- [PROBLEM REQUIREMENTS]: Copy out the entire listing below line for line, with no changes.
*** Opening PROVIDED MATERIAL ***
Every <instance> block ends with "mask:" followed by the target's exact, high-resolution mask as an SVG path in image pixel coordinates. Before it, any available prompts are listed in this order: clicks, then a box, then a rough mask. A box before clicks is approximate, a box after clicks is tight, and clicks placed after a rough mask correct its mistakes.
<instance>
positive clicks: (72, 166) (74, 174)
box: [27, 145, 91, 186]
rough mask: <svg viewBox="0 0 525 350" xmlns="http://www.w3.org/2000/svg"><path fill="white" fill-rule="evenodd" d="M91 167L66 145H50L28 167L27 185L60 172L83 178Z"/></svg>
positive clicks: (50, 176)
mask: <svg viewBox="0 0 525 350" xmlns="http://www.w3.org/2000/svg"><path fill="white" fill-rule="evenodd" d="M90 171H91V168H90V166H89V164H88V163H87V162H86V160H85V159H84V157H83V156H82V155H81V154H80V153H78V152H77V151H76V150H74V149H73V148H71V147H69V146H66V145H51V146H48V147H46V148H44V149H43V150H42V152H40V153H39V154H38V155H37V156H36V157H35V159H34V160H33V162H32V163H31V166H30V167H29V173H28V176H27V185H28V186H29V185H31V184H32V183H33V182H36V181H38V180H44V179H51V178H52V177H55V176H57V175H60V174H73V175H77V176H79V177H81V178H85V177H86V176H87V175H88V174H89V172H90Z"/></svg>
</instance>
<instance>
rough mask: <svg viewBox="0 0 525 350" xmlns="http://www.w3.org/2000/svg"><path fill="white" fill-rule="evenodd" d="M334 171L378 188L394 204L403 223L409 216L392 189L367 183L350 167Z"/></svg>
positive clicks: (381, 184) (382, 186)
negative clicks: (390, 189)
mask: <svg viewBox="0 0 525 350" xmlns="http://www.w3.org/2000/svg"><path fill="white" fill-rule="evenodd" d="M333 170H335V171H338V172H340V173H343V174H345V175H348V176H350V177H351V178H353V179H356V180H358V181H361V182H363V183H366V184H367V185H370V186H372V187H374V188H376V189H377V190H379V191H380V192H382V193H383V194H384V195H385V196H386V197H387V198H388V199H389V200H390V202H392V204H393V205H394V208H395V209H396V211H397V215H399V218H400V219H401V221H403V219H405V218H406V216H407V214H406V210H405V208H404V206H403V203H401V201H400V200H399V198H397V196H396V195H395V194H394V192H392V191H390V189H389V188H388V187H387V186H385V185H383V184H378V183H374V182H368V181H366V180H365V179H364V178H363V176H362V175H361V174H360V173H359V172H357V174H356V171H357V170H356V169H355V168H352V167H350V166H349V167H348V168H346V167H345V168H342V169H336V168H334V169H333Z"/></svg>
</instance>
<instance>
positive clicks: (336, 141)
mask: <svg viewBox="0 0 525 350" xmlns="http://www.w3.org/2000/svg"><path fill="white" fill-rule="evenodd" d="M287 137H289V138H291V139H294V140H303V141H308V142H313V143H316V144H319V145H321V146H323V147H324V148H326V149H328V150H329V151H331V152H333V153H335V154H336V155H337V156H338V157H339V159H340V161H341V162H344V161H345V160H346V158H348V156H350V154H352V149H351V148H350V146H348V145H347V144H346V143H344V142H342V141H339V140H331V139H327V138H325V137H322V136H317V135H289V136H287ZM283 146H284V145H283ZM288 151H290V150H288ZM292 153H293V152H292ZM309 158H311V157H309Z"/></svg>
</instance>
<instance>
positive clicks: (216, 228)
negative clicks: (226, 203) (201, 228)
*** Closing PROVIDED MATERIAL ***
- [RESULT FOR THIS EXERCISE]:
Every <instance> block ends with "mask:" followed by the target's exact, high-resolution mask as an SVG path in image pixel coordinates. Before it, any available prompts are listed in this order: clicks, then a box, then a rough mask. A box before clicks is approximate, a box after clicks is tight, and clicks placed after a rough mask correct its mistakes.
<instance>
positive clicks: (72, 166) (74, 174)
box: [27, 145, 91, 186]
rough mask: <svg viewBox="0 0 525 350" xmlns="http://www.w3.org/2000/svg"><path fill="white" fill-rule="evenodd" d="M91 167L66 145H50L28 167L27 185L60 172L83 178Z"/></svg>
positive clicks: (50, 176)
mask: <svg viewBox="0 0 525 350" xmlns="http://www.w3.org/2000/svg"><path fill="white" fill-rule="evenodd" d="M90 171H91V168H90V166H89V164H88V163H87V162H86V160H85V159H84V157H83V156H82V155H81V154H80V153H78V152H77V151H76V150H74V149H73V148H71V147H69V146H66V145H51V146H48V147H46V148H44V149H43V150H42V152H40V153H39V154H38V155H37V156H36V157H35V159H34V160H33V162H32V163H31V166H30V167H29V173H28V176H27V185H28V186H29V185H31V184H32V183H33V182H36V181H38V180H44V179H51V178H52V177H55V176H57V175H60V174H73V175H77V176H79V177H81V178H85V177H86V176H87V175H88V174H89V172H90Z"/></svg>
</instance>
<instance>
rough mask: <svg viewBox="0 0 525 350" xmlns="http://www.w3.org/2000/svg"><path fill="white" fill-rule="evenodd" d="M334 171L378 188L394 204L403 223L409 216L392 189L367 183L350 167Z"/></svg>
positive clicks: (381, 184) (382, 186)
negative clicks: (390, 189)
mask: <svg viewBox="0 0 525 350" xmlns="http://www.w3.org/2000/svg"><path fill="white" fill-rule="evenodd" d="M333 170H335V171H338V172H340V173H343V174H345V175H348V176H350V177H351V178H353V179H356V180H358V181H361V182H363V183H366V184H367V185H370V186H372V187H374V188H376V189H377V190H379V191H380V192H382V193H383V194H384V195H385V196H386V197H387V198H388V199H389V200H390V202H392V204H393V205H394V208H395V209H396V211H397V215H399V218H400V219H401V221H403V219H405V218H406V216H407V214H406V210H405V208H404V206H403V203H401V201H400V200H399V198H397V196H396V195H395V194H394V192H392V191H390V189H389V188H388V187H387V186H385V185H383V184H378V183H374V182H368V181H366V180H365V179H364V178H363V176H362V175H361V174H360V173H359V172H357V174H356V171H357V170H356V169H355V168H352V167H350V166H349V167H348V168H346V167H345V168H342V169H336V168H334V169H333Z"/></svg>
</instance>
<instance>
positive clicks: (336, 141)
mask: <svg viewBox="0 0 525 350" xmlns="http://www.w3.org/2000/svg"><path fill="white" fill-rule="evenodd" d="M287 137H289V138H291V139H294V140H303V141H308V142H313V143H316V144H319V145H321V146H323V147H324V148H326V149H328V150H329V151H331V152H333V153H335V154H336V155H337V156H338V157H339V159H340V161H341V162H344V161H345V160H346V158H348V156H350V154H352V149H351V148H350V146H348V145H347V144H346V143H344V142H342V141H339V140H331V139H327V138H325V137H322V136H317V135H289V136H287ZM283 146H284V145H283ZM288 151H290V150H288ZM292 153H293V152H292ZM309 158H311V157H309Z"/></svg>
</instance>
<instance>
positive clicks: (216, 228)
negative clicks: (226, 203) (201, 228)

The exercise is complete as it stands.